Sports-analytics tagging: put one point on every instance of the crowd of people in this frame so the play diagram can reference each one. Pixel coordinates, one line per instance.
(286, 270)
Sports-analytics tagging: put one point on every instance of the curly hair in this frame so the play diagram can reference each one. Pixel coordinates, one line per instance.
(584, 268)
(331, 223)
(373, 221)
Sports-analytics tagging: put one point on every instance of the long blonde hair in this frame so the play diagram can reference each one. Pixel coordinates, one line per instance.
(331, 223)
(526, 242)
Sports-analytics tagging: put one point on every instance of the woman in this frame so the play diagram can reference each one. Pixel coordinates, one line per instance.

· · · · · · ·

■ Requirement
Update the material by changing every "play diagram" to "match report", leaving everything else unchanged.

■ Completed task
Sports-analytics tagging: put one point on every instance of the crowd of people in this frame so the match report can reference each one. Pixel coordinates, one line per instance.
(286, 270)
Sports-analytics tagging: put one point on every instance of the curly hair in this frame so the match report can reference each one. Pixel coordinates, one line per instance.
(584, 268)
(331, 223)
(373, 221)
Sports-analytics tagging: put one point on every instance of the long blonde hair in this frame so the match report can reference each one. Pixel coordinates, one line per instance.
(331, 223)
(526, 242)
Sports-analytics tagging: put one point on every instance of the woman in this frame so the match report can reference each one. Pixel coordinates, one line per instance.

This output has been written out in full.